Requirement 1: How would you render this sentence from the forum thread in Spanish: "I'm so glad she's home where she belongs!"

Given passage:
********
Oh Anne, this makes me so happy!!! have a great night with all your fur kids safe and sound!!!!


----------



## dboudreau (Jan 12, 2007)

I love happy endings :grouphug: Welcome home Mirabel!


----------



## AKathy (Mar 15, 2008)

I'm so glad she's home where she belongs!


----------



## Salsa's Mom (Mar 18, 2008)

Hooray!!! What wonderful news! I'm so glad all your furbabies are back home safe and sound.


----------



## Miss Paige (Apr 4, 2008)

Anne:

We are so very HAPPY Mirabel is home safe & sound-the storms are here I would just hate to think she was still out in this.

Miss Paige & Mr Roman said to tell her that once all the excitement is over from her Big Bad Adventure they would like to take her out to dinner-the "kids" plan on steak for each of them & hamburgers for you me & Alex. Just give us a call-we can do the Loop or Central West End-Mirabel gets to pick the place-outside dining of course.

Pat


----------



## mckennasedona (Feb 20, 2007)

This is the best news ever. I am so glad Mirabel is home safe and sound. Sleep well, Anne. You, your son and your canine kids deserve a good night's rest.


----------



## Elaine (Jan 17, 2007)

What wonderful news and I know that both of you will sleep good tonight. Have you thought of putting an xpen fence in front of you door? It might be a little harder for your quests but it will be worth the peace of mind should she dart ever again. So happy for you and your whole family.


----------



## Lilly's mom (Aug 10, 2007)

Thank you God for bringing Mirabel home safe and sound.


----------



## Sissygirl (Aug 8, 2007)

Oh Happy Day!!!!!

Anne,

Thank God - boy we all sure were praying.

It just broke my heart to think of little Mirabel lost. Poor little thing - I bet you don't let her out of your sight.

I just can only imagine what you must have gone through - bless your heart, I am so glad your babies are home.


----------



## bentimom (Oct 10, 2007)

I am soooooooo happy for you.


----------



## arlene (Jul 28, 2007)

Anne,

Thank God that Mirabel is home safe! 

Hugs to all,

Arlene


----------



## marjrc (Jan 13, 2007)

It's great hearing from you, Anne! We can all imagine the horror of realizing one or more of our fur babies is gone. It's something that reaches deep down inside us and terrifies us.
********
Given data:
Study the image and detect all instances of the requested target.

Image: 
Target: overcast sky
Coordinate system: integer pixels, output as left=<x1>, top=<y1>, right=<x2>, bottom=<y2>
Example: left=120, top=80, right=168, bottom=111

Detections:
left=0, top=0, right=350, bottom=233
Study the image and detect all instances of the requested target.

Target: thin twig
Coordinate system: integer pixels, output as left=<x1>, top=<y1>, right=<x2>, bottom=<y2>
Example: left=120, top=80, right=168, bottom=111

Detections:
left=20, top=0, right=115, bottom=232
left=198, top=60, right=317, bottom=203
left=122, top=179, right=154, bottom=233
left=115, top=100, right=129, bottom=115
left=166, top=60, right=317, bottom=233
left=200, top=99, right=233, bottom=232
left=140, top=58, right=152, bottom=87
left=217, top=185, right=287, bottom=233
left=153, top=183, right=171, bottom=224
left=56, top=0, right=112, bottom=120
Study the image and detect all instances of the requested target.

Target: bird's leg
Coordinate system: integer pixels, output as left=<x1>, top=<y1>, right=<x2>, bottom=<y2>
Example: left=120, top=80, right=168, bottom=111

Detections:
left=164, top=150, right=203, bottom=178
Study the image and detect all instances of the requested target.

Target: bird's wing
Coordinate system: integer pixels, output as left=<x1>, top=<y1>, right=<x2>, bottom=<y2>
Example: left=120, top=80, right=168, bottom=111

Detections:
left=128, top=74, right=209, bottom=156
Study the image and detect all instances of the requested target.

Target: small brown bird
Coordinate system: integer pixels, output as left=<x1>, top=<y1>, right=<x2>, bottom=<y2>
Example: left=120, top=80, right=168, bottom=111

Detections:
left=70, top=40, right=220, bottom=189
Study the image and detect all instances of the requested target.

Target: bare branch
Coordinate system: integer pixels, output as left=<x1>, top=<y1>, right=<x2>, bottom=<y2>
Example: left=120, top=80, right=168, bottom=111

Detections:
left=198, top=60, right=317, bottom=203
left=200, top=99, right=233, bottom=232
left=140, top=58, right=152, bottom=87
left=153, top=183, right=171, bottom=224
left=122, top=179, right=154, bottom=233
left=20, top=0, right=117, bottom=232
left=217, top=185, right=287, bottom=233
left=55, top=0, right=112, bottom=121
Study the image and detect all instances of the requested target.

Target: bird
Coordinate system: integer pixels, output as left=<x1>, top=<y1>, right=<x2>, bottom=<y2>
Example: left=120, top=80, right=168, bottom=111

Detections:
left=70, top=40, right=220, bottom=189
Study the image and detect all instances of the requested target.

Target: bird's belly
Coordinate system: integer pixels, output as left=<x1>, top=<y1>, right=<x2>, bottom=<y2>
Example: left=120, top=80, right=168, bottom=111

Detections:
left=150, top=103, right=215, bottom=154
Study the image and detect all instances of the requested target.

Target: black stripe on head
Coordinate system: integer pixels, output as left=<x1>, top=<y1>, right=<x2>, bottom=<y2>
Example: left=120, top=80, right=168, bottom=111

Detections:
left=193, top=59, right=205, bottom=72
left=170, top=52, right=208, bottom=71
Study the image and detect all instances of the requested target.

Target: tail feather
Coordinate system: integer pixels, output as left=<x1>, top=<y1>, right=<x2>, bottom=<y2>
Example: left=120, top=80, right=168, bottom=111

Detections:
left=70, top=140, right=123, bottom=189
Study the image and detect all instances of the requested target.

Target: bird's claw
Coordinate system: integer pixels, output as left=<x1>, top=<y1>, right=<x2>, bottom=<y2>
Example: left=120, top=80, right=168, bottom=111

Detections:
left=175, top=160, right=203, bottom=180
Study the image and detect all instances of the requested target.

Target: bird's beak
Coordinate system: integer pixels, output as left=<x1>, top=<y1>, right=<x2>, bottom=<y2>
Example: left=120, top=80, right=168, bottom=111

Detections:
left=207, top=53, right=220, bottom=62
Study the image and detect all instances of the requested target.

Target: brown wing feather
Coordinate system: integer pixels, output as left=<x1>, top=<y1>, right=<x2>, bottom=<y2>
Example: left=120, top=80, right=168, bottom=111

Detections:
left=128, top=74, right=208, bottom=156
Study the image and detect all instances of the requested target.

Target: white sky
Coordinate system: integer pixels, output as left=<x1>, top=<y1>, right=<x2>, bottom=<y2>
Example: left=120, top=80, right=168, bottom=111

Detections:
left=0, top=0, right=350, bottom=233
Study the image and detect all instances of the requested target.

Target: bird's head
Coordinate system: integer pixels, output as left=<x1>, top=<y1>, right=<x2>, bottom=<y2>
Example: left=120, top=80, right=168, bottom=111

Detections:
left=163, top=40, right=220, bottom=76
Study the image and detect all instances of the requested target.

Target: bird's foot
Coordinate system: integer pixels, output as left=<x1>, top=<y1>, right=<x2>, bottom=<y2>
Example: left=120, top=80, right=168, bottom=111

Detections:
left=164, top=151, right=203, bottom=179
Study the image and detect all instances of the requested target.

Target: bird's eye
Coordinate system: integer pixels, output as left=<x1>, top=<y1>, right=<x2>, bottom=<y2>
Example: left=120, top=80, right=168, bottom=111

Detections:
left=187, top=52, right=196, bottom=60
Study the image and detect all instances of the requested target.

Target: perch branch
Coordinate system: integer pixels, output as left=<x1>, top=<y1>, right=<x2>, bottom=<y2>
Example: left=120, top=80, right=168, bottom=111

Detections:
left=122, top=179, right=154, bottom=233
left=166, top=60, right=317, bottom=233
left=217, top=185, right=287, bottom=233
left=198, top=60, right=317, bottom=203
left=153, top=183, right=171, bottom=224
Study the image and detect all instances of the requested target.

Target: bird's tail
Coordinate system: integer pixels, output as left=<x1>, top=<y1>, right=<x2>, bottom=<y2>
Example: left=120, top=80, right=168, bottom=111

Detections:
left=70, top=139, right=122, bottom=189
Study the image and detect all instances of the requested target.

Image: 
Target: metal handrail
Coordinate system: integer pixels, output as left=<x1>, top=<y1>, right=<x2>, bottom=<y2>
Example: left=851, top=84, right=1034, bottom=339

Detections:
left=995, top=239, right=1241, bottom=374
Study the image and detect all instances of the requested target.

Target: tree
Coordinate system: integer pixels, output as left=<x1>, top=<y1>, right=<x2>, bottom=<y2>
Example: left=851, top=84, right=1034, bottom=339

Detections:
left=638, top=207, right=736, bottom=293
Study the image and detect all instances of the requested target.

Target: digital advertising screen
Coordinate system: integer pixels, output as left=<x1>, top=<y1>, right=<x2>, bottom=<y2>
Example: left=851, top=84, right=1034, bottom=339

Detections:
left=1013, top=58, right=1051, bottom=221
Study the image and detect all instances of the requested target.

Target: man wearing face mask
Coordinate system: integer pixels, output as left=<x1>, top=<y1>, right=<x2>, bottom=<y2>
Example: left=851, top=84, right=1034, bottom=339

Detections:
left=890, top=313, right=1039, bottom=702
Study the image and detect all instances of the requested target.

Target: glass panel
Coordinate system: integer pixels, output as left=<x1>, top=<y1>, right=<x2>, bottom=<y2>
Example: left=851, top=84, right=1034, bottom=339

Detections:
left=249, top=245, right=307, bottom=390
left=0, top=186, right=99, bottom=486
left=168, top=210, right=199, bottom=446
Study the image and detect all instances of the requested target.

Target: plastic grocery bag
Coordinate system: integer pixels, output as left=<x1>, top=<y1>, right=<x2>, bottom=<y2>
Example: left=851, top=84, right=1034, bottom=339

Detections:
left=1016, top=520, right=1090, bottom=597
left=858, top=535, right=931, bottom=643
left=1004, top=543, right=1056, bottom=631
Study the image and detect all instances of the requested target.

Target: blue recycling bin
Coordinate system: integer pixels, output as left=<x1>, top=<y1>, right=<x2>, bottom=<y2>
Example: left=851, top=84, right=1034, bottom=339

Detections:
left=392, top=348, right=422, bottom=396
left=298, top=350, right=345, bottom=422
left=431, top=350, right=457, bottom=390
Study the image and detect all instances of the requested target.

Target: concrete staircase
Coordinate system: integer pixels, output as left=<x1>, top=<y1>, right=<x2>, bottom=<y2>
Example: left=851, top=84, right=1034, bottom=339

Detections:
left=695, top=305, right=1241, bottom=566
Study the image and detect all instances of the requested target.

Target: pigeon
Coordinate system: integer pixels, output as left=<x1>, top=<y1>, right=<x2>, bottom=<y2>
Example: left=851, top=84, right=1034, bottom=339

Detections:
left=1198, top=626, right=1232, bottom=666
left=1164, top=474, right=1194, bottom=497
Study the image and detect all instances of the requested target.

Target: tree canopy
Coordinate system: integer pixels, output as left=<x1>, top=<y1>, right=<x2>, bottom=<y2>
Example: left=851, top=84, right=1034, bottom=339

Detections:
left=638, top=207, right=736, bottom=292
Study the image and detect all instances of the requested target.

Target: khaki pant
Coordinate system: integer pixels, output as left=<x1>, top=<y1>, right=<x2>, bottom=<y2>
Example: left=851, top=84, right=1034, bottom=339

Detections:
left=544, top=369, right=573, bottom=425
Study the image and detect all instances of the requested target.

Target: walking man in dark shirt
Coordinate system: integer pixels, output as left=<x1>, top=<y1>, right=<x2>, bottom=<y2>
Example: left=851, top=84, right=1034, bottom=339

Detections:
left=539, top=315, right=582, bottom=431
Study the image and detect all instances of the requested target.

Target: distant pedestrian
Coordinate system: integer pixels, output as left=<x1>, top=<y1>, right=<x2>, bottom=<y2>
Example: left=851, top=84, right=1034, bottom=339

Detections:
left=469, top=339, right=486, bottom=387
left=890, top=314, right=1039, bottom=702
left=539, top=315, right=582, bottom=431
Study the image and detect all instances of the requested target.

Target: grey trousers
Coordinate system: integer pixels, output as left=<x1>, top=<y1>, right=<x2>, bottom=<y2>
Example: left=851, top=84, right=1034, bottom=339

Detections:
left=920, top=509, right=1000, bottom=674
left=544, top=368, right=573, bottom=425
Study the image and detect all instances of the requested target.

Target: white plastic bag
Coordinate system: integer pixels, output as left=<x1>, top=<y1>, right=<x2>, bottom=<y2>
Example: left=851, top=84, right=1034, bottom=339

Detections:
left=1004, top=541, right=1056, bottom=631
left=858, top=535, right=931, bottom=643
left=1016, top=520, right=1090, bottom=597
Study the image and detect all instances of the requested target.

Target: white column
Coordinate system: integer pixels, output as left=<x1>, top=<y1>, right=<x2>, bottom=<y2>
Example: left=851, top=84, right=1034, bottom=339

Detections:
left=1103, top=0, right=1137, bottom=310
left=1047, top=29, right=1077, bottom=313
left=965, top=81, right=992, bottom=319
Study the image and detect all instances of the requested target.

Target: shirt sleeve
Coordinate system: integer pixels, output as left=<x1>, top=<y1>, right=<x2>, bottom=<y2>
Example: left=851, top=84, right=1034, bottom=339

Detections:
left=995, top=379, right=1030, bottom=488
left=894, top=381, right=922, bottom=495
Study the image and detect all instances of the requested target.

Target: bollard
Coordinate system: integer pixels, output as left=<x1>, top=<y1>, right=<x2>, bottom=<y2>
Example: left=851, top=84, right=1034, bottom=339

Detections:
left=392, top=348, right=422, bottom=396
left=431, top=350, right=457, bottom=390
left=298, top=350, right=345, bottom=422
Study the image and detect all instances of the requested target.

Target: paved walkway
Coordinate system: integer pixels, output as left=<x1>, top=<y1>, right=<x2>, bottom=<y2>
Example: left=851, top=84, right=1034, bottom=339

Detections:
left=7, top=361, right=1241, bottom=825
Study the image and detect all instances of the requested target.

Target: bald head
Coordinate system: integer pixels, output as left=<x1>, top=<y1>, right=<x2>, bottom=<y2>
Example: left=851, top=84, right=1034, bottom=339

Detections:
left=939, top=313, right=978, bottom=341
********
Requirement 2: Can you swap "Detections" for "Results" in the records, from their start through the line holding "left=128, top=74, right=209, bottom=156", inclusive, and give those lines back with nothing else changed?

Answer 1: ¡Me alegra tanto que esté en casa, donde pertenece!

Answer 2:
Study the image and detect all instances of the requested target.

Image: 
Target: overcast sky
Coordinate system: integer pixels, output as left=<x1>, top=<y1>, right=<x2>, bottom=<y2>
Example: left=120, top=80, right=168, bottom=111

Results:
left=0, top=0, right=350, bottom=233
Study the image and detect all instances of the requested target.

Target: thin twig
Coordinate system: integer pixels, output as left=<x1>, top=<y1>, right=<x2>, bottom=<y2>
Example: left=120, top=80, right=168, bottom=111

Results:
left=20, top=0, right=115, bottom=232
left=198, top=60, right=317, bottom=203
left=122, top=179, right=154, bottom=233
left=115, top=100, right=129, bottom=115
left=166, top=60, right=317, bottom=233
left=200, top=99, right=233, bottom=232
left=140, top=58, right=152, bottom=87
left=217, top=185, right=287, bottom=233
left=153, top=183, right=171, bottom=224
left=56, top=0, right=112, bottom=120
Study the image and detect all instances of the requested target.

Target: bird's leg
Coordinate system: integer pixels, output as left=<x1>, top=<y1>, right=<x2>, bottom=<y2>
Example: left=120, top=80, right=168, bottom=111

Results:
left=164, top=150, right=203, bottom=178
Study the image and detect all instances of the requested target.

Target: bird's wing
Coordinate system: integer pixels, output as left=<x1>, top=<y1>, right=<x2>, bottom=<y2>
Example: left=120, top=80, right=168, bottom=111

Results:
left=128, top=74, right=209, bottom=156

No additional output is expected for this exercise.